本文:
【WC2020】随所に見どころがあった強豪対決~安城学園対聖カタリナ学園

◆女子3回戦 聖カタリナ学園 67-93 安城学園
12月23日から29日まで東京体育館をメイン会場に開催されているSoftBankウインターカップ2020(第73回全国高等学校バスケットボール選手権大会)は大会3日目を迎え、女子はベスト8をかけた激戦が相次いだ。
9時に始まった第1試合――。
上位常連校同士の対決となった安城学園(愛知)と聖カタリナ学園(愛媛)は、予想に違わず、随所に見どころのある展開となった。立ち上がり、アウトサイドからのシュートをコンスタントに決める聖カタリナ学園に対して安城学園は前線からエリアを限定しながら守るゾーンプレスで聖カタリナ学園のリズムを崩しにかかった。
聖カタリナ学園・後藤良太コーチが言う。
「プレスダウン(相手コートにボールを運ぶこと)はできたが、ハーフコートで攻撃する際にあわてているように見えました。(1回戦の県立)西原(沖縄)戦でも同じような状況で、攻撃面の課題として残っていたんです」
体の強さや脚力に例年定評のある聖カタリナ学園のディフェンスに対して、安城学園#7近藤京がスピーディーでしかも伸びのあるドライブで突破。ゲームの流れをぐっと引き寄せる活躍を見せた。

提示された行:
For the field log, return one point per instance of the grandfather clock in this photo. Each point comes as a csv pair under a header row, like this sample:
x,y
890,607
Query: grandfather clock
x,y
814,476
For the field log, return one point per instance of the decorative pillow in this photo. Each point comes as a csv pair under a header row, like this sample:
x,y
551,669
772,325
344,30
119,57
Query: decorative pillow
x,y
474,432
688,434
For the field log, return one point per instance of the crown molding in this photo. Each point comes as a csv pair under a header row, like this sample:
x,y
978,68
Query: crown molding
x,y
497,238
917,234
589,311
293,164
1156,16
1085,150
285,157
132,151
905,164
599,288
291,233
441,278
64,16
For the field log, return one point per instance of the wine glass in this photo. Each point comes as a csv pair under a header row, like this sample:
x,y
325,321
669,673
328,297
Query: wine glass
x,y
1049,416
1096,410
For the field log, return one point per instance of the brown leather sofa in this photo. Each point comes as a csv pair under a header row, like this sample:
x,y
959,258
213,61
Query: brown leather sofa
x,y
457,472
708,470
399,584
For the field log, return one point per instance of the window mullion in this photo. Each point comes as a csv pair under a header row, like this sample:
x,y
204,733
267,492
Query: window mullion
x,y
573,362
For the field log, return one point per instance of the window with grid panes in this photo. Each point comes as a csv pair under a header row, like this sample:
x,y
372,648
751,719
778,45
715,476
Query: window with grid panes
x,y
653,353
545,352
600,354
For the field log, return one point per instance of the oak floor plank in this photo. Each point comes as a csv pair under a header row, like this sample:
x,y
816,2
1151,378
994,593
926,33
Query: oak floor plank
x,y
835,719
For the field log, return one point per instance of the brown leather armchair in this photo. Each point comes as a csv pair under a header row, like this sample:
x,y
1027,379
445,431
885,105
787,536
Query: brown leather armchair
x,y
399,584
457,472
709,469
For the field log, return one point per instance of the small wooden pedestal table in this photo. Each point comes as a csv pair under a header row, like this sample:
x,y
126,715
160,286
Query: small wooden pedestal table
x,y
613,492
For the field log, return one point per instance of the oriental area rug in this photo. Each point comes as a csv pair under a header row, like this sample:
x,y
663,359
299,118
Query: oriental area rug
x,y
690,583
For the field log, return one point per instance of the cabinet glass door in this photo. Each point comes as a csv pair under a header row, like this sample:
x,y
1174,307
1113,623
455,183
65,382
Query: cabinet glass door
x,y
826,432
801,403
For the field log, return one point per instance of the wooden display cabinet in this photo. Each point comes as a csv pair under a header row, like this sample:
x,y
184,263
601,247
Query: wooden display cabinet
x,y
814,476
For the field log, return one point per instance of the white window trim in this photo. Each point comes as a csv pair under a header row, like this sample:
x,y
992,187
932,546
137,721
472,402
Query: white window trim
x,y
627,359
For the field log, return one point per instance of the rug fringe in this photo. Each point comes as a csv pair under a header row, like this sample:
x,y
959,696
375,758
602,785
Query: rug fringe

課題一覧:
(a) 本文について、次の問いに答えよ。
(i) 大会のメイン会場はどこか。
(ii) 第1試合は何時に始まったか。
(iii) ドライブで聖カタリナ学園のディフェンスを突破した安城学園の選手は誰か。
(b) 本文の「9時に始まった第1試合――。」から「園のリズムを崩しにかかった。」までを、「ゾーンプレス」を「マンツーマンディフェンス」に差し替えて書き直せ。
行は本文とは別個の資料である。

解答:
(a)
(i) 東京体育館
(ii) 9時
(iii) #7近藤京

(b)
9時に始まった第1試合――。
上位常連校同士の対決となった安城学園(愛知)と聖カタリナ学園(愛媛)は、予想に違わず、随所に見どころのある展開となった。立ち上がり、アウトサイドからのシュートをコンスタントに決める聖カタリナ学園に対して安城学園は前線からエリアを限定しながら守るマンツーマンディフェンスで聖カタリナ学園のリズムを崩しにかかった。